▸ EXERCISES TO COMPLETE
1: For each statement below, say whether it agrees with the sphenic numbers page, answering yes or no and quoting the deciding words from that page. (a) 30 is the first sphenic number. (b) Sphenic quadruplets are possible. (c) Items 5 and 6 require considering sphenic numbers up to 10 million.
2: Reproduce the part of the sphenic numbers page starting at "4. How many" and ending at "answer 5. and 6.".
3: According to the sphenic numbers page, what are the three prime factors of 1310?

▸ TEXT SECTION
-=-=-=-=-

How to resolve the algorithm Sphenic numbers step by step in the ALGOL 68 programming language

Published on 12 May 2024 09:40 PM
#Algol 68

How to resolve the algorithm Sphenic numbers step by step in the ALGOL 68 programming language

Table of Contents

Problem Statement

A sphenic number is a positive integer that is the product of three distinct prime numbers. More technically it's a square-free 3-almost prime (see Related tasks below). For the purposes of this task, a sphenic triplet is a group of three sphenic numbers which are consecutive. Note that sphenic quadruplets are not possible because every fourth consecutive positive integer is divisible by 4 (= 2 x 2) and its prime factors would not therefore be distinct. 30 (= 2 x 3 x 5) is a sphenic number and is also clearly the first one. [1309, 1310, 1311] is a sphenic triplet because 1309 (= 7 x 11 x 17), 1310 (= 2 x 5 x 31) and 1311 (= 3 x 19 x 23) are 3 consecutive sphenic numbers. Calculate and show here:

  1. All sphenic numbers less than 1,000.
  2. All sphenic triplets less than 10,000.
  3. How many sphenic numbers are there less than 1 million?
  4. How many sphenic triplets are there less than 1 million?
  5. What is the 200,000th sphenic number and its 3 prime factors?
  6. What is the 5,000th sphenic triplet? Hint: you only need to consider sphenic numbers less than 1 million to answer 5. and 6.

Let's start with the solution:

Step by Step solution about How to resolve the algorithm Sphenic numbers step by step in the ALGOL 68 programming language

Source code in the algol programming language

BEGIN # find some Sphenic numbers - numbers that are the product of three     #
      # distinct primes                                                       #
    PR read "primes.incl.A68" PR                    # include prime utilities #
    INT max sphenic   = 1 000 000;          # maximum number we will consider #
    INT max prime     = max sphenic OVER ( 2 * 3 );    # maximum prime needed #
    []BOOL prime      = PRIMESIEVE max prime;
    # construct a list of the primes up to the maximum prime to consider      #
    []INT  prime list = EXTRACTPRIMESUPTO max prime FROMPRIMESIEVE prime;
    # form a sieve of Sphenic numbers                                         #
    [ 1 : max sphenic ]BOOL sphenic;
    FOR i TO UPB sphenic DO sphenic[ i ] := FALSE OD;
    INT cube root max = ENTIER exp( ln( max sphenic ) / 3 );
    FOR i WHILE INT p1 = prime list[ i ];
                p1 < cube root max
    DO
        FOR j FROM i + 1 WHILE INT p2   = prime list[ j ];
                               INT p1p2 = p1 * p2;
                               ( p1p2 * p2 ) < max sphenic
        DO
            INT max p3 = max sphenic OVER p1p2;
            FOR k FROM j + 1 TO UPB prime list WHILE INT p3 = prime list[ k ];
                                                     p3 <= max p3
            DO
                sphenic[ p1p2 * p3 ] := TRUE
            OD
        OD
    OD;
    # show the Sphenic numbers up to 1 000 and triplets to 10 000             #
    print( ( "Sphenic numbers up to 1 000:", newline ) );
    INT s count := 0;
    FOR i TO 1 000 DO
        IF sphenic[ i ] THEN
            print( ( whole( i, -5 ) ) );
            IF ( s count +:= 1 ) MOD 15 = 0 THEN print( ( newline ) ) FI
        FI
    OD;
    print( ( newline ) );
    print( ( "Sphenic triplets up to 10 000:", newline ) );
    INT t count := 0;
    FOR i TO 10 000 - 2 DO
        IF sphenic[ i ] AND sphenic[ i + 1 ] AND sphenic[ i + 2 ] THEN
            print( ( "  (", whole( i,     -4 )

-=-=-=-=-

Collected data entries

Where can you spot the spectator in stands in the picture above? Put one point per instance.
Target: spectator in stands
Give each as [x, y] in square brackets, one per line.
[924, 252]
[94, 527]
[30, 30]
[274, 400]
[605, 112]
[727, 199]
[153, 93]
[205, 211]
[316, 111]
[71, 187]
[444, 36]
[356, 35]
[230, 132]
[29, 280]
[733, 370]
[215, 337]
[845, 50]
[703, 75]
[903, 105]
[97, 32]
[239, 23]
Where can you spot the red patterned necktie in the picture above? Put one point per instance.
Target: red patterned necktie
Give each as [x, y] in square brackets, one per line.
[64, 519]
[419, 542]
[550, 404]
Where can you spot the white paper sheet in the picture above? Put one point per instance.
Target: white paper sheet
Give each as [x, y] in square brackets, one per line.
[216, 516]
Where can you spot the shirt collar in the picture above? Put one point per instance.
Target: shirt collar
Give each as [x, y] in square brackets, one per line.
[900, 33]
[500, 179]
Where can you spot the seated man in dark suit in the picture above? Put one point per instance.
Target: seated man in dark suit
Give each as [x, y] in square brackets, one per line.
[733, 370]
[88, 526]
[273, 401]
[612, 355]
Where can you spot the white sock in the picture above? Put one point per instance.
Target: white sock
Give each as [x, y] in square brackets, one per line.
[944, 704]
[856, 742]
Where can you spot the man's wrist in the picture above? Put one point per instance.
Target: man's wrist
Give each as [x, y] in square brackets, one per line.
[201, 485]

-=-=-=-=-

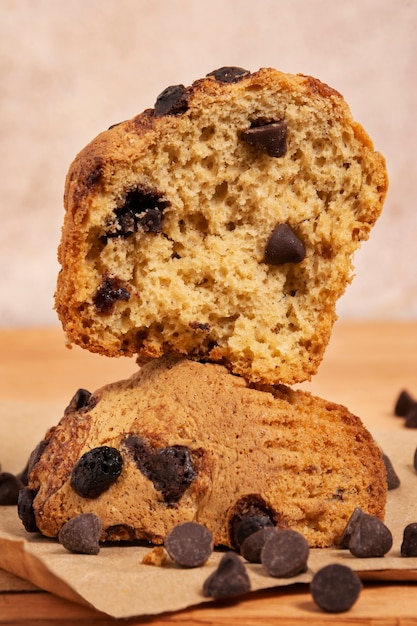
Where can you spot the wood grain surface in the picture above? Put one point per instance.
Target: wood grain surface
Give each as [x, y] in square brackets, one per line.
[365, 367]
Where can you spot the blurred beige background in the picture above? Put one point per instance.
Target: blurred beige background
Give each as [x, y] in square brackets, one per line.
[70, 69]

-=-=-=-=-

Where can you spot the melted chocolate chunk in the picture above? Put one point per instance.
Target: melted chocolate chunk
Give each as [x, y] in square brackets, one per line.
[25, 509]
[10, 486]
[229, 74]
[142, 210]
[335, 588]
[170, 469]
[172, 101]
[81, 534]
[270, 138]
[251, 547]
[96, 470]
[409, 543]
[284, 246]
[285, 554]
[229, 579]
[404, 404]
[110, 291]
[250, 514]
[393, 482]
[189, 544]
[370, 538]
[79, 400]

-=-=-=-=-

▸ TASK-BY-TASK SOLUTIONS
1:
(a) Yes: "30 (= 2 x 3 x 5) is a sphenic number and is also clearly the first one."
(b) No: "Note that sphenic quadruplets are not possible because every fourth consecutive positive integer is divisible by 4 (= 2 x 2) and its prime factors would not therefore be distinct."
(c) No: "you only need to consider sphenic numbers less than 1 million to answer 5. and 6."

2:
4. How many sphenic triplets are there less than 1 million?
  5. What is the 200,000th sphenic number and its 3 prime factors?
  6. What is the 5,000th sphenic triplet? Hint: you only need to consider sphenic numbers less than 1 million to answer 5. and 6.

3: 2, 5, and 31.